Exercise instructions:
The records must be returned word for word.
Supplied information Start Marker
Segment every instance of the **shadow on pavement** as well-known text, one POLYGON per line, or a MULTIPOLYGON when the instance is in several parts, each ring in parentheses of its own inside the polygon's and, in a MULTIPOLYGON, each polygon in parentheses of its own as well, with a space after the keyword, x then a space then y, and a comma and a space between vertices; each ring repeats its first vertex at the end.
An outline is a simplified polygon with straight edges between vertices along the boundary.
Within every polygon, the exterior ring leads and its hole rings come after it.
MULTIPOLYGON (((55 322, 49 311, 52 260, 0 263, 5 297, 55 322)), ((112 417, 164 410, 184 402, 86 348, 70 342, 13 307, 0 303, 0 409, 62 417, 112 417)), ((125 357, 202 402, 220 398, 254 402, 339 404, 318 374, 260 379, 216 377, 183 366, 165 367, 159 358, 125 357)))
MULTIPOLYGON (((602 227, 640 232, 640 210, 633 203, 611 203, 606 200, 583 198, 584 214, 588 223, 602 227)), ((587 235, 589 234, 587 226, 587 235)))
Supplied information End Marker
Task response:
Segment every instance of the **shadow on pavement** as well-known text, one POLYGON per line, or a MULTIPOLYGON when the instance is in several parts, each ring in parentheses of its own inside the polygon's and, in a MULTIPOLYGON, each polygon in parentheses of its own as well, with a space after the keyword, x then a space then y, and a comma and a space between vertices; each ring repeats its first vertex at the end.
An outline is a simplified polygon with straight edges between vertices along the boundary.
Within every polygon, the exterior ring leads and its hole rings come after it.
MULTIPOLYGON (((55 322, 49 311, 52 260, 0 263, 5 297, 55 322)), ((112 417, 164 410, 184 402, 86 348, 70 342, 13 307, 0 303, 0 409, 62 417, 112 417)), ((125 357, 202 402, 220 398, 254 402, 339 404, 318 374, 260 379, 216 377, 183 366, 165 367, 159 358, 125 357)))
MULTIPOLYGON (((602 227, 640 232, 640 210, 633 203, 611 203, 606 200, 583 198, 584 214, 588 223, 602 227)), ((587 235, 589 234, 587 226, 587 235)))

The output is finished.